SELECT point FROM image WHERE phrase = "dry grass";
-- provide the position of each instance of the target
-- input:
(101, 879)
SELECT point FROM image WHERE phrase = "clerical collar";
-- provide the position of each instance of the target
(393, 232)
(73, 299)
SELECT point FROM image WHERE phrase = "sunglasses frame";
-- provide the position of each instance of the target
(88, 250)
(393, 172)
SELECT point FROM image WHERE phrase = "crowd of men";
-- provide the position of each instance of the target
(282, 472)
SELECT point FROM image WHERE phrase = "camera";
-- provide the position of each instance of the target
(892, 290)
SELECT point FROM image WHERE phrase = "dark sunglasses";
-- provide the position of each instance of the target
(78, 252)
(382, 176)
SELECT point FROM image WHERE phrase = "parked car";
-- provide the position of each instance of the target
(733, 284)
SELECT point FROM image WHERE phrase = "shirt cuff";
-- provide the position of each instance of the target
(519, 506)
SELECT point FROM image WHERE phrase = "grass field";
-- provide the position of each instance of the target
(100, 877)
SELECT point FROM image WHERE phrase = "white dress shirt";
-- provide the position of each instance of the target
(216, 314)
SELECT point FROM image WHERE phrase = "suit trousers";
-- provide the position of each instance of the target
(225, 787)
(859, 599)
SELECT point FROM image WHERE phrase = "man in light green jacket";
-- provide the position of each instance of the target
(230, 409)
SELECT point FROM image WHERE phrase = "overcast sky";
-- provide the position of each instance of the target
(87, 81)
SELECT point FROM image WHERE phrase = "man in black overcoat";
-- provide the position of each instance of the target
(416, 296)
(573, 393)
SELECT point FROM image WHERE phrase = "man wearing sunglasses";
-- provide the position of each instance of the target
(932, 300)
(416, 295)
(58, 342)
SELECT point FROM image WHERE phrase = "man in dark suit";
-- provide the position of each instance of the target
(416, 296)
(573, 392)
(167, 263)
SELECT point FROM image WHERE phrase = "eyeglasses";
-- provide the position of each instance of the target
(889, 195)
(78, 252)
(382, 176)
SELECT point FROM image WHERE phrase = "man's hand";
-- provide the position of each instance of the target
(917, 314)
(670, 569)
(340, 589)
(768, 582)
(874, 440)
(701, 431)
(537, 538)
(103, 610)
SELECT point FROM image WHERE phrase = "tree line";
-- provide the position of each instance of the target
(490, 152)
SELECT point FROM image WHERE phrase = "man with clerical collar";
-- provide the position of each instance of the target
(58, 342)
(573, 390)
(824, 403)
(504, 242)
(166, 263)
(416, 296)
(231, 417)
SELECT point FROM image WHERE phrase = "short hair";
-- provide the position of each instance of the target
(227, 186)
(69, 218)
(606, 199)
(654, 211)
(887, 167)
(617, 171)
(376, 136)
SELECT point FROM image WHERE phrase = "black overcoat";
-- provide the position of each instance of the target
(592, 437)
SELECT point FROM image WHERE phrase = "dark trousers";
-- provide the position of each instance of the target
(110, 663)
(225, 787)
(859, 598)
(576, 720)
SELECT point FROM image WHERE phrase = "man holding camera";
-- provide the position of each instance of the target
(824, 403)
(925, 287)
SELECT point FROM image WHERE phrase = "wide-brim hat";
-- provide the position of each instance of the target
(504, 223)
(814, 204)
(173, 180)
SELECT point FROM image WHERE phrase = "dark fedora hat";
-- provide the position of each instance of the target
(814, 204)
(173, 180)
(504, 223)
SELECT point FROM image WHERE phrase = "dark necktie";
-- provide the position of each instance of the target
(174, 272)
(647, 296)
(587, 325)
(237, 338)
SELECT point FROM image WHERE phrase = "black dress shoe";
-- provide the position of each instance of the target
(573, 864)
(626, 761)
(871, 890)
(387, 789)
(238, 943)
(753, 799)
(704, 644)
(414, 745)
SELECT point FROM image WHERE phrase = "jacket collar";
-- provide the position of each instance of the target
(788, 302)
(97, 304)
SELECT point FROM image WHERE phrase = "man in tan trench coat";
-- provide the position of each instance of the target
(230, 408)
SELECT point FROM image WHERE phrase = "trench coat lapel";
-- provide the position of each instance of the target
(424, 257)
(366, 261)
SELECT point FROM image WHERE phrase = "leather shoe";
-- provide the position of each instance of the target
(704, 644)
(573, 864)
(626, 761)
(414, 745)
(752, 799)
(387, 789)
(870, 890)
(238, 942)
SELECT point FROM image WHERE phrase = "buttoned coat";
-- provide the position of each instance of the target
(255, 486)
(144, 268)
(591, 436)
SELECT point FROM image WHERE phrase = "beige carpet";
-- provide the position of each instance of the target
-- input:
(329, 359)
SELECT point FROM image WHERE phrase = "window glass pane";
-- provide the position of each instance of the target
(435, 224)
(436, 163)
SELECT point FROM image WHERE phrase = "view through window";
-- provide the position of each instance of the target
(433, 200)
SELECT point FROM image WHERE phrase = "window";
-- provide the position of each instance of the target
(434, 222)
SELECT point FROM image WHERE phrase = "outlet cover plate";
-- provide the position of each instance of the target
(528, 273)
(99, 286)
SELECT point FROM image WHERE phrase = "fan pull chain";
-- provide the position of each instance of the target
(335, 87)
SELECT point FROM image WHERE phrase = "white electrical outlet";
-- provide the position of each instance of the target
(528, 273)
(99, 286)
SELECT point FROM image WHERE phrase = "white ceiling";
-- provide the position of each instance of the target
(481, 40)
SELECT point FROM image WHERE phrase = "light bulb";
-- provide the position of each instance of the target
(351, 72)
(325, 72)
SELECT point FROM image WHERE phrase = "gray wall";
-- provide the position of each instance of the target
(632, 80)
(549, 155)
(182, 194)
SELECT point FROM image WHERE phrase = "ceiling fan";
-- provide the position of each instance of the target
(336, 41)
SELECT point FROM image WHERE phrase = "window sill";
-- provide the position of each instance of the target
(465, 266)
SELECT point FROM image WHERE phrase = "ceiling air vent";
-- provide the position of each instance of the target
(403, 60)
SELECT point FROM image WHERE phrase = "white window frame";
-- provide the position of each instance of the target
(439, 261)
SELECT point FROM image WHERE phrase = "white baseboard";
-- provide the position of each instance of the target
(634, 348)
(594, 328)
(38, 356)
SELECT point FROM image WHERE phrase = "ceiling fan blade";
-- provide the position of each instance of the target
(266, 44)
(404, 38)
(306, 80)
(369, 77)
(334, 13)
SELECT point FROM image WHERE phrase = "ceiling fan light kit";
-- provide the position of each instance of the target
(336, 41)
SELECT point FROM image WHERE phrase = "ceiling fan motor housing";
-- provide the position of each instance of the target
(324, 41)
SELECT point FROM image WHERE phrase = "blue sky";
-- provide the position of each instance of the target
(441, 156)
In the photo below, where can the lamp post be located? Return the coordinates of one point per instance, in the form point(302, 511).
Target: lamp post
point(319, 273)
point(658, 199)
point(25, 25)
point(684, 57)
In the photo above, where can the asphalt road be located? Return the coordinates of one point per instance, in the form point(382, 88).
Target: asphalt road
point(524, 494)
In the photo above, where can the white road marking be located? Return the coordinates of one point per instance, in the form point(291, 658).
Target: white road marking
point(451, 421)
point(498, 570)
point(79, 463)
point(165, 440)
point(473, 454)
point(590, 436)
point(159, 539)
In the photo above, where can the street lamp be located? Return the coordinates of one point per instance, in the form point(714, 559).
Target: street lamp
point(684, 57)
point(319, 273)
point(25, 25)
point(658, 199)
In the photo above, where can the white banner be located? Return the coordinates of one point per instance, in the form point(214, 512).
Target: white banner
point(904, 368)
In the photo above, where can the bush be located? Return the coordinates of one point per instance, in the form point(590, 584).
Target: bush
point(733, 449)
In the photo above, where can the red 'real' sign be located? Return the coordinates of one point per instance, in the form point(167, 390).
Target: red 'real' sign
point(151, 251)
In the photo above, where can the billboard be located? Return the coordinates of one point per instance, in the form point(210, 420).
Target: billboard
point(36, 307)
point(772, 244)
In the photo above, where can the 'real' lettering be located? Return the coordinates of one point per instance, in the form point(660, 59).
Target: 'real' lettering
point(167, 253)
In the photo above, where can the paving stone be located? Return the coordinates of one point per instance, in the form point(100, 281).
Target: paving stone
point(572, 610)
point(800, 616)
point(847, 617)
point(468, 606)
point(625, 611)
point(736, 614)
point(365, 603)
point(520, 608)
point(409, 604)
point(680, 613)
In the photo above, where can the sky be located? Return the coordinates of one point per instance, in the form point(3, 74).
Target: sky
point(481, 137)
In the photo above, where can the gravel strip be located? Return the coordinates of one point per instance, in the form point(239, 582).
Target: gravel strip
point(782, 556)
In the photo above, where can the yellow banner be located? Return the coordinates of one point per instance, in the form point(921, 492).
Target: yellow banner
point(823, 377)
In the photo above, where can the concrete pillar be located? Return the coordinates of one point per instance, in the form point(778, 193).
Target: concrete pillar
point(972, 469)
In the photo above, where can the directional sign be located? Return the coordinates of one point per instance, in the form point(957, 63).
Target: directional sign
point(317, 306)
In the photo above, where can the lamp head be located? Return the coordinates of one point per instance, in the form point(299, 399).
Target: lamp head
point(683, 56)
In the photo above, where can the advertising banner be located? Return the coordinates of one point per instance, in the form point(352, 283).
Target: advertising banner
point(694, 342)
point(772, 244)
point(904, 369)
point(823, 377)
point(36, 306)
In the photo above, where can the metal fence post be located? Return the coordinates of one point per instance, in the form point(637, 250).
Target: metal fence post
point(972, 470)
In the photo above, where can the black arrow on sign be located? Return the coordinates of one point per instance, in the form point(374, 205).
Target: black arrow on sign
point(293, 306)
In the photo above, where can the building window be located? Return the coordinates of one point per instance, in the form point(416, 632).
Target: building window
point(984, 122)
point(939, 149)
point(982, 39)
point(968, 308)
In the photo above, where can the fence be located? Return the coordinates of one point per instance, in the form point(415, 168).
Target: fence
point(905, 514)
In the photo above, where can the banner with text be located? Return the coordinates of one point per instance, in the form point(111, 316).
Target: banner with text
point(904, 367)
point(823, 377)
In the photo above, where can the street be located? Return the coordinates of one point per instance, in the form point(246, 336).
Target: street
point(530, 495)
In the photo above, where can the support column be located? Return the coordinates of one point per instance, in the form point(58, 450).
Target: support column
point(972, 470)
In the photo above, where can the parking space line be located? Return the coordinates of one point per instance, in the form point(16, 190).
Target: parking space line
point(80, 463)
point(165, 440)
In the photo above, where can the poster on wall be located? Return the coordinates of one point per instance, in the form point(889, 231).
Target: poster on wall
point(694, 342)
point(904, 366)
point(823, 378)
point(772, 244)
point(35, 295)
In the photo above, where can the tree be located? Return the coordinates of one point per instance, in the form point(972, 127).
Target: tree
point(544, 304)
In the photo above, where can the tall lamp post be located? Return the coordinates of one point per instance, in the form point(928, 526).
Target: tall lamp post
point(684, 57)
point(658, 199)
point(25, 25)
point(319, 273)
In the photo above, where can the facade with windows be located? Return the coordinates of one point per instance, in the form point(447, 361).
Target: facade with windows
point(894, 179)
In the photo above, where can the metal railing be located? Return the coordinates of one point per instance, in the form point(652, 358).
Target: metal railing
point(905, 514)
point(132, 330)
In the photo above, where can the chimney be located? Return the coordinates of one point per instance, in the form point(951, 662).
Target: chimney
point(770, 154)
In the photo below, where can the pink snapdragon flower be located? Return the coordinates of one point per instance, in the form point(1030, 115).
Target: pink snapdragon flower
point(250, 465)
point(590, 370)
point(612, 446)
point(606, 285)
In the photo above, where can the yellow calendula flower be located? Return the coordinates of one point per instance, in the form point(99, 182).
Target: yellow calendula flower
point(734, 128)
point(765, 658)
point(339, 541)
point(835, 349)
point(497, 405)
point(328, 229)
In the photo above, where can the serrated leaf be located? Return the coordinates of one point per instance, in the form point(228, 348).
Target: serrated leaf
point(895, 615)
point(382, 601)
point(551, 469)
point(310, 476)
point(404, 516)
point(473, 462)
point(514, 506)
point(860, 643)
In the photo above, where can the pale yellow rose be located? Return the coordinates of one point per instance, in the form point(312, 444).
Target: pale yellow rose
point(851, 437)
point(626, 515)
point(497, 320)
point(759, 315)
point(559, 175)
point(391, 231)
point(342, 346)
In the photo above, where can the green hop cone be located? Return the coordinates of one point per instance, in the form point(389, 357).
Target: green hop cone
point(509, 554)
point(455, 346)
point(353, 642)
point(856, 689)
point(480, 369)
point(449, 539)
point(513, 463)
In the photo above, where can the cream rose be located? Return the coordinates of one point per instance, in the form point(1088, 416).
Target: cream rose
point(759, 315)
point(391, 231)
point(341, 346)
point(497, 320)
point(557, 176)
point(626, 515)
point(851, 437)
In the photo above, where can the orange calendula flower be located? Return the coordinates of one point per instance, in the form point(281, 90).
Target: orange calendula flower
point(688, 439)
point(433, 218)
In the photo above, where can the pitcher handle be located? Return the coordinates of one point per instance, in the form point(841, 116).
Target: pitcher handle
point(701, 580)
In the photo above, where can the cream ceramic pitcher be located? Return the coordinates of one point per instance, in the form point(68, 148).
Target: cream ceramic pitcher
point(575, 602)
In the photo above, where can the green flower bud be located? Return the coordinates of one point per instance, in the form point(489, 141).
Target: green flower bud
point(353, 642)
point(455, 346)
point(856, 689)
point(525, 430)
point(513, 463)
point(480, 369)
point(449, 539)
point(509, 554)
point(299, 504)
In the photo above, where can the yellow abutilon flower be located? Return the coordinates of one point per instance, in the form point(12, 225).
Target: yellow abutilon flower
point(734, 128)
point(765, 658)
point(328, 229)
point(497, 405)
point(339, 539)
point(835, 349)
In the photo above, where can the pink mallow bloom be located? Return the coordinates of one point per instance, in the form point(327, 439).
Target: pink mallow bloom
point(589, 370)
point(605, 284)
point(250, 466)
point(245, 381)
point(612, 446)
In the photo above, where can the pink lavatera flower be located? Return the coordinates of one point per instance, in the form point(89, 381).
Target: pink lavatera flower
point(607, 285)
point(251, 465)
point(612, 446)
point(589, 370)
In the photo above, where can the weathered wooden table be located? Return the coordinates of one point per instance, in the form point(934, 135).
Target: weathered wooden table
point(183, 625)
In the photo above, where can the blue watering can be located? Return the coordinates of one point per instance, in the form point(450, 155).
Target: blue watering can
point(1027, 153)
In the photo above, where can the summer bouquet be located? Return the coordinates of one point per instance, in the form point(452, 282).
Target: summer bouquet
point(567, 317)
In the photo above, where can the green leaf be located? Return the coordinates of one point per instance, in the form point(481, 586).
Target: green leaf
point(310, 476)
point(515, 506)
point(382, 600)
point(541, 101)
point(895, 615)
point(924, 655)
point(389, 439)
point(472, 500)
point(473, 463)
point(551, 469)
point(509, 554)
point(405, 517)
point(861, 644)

_ _ _ _ _

**Short problem**
Please copy out the entries above word for word, starting with the line that contains "In the photo above, where can the chimney" and going on through the line that contains "point(433, 218)".

**Exercise output**
In the photo above, where can the chimney be located? Return the coordinates of one point per instance, in the form point(951, 662).
Target: chimney
point(770, 154)
In the photo below, where can the pink snapdragon flower be located? Return the coordinates of one point per instance, in the form point(1030, 115).
Target: pink snapdragon flower
point(250, 465)
point(590, 370)
point(612, 446)
point(606, 285)
In the photo above, where can the yellow calendula flower be located? Return the coordinates of one point per instance, in the form point(99, 182).
Target: yellow calendula flower
point(734, 128)
point(765, 658)
point(339, 541)
point(835, 349)
point(497, 405)
point(328, 229)
In the photo above, where can the serrated leaf be located? Return the coordinates of one point per instance, in the form point(228, 348).
Target: serrated leaf
point(895, 615)
point(382, 601)
point(551, 469)
point(310, 476)
point(404, 516)
point(473, 462)
point(514, 506)
point(860, 643)
In the photo above, where can the pale yellow rose be located? Return the coordinates of one point per instance, in the form point(312, 444).
Target: pale yellow rose
point(851, 437)
point(626, 515)
point(497, 320)
point(759, 315)
point(559, 175)
point(391, 231)
point(342, 346)
In the photo above, where can the green hop cone be located? Return the coordinates of one point per instance, in the form point(389, 357).
Target: green hop cone
point(509, 554)
point(455, 346)
point(353, 642)
point(856, 689)
point(480, 369)
point(449, 539)
point(513, 463)
In the photo above, where can the cream rose be located? Return the coordinates of one point per instance, in the form point(1088, 416).
Target: cream rose
point(759, 315)
point(391, 231)
point(341, 346)
point(497, 320)
point(557, 176)
point(626, 515)
point(851, 437)
In the photo above, where can the orange calendula flower be located? Return the coordinates of one point per instance, in the form point(281, 90).
Target: orange calendula flower
point(688, 439)
point(433, 218)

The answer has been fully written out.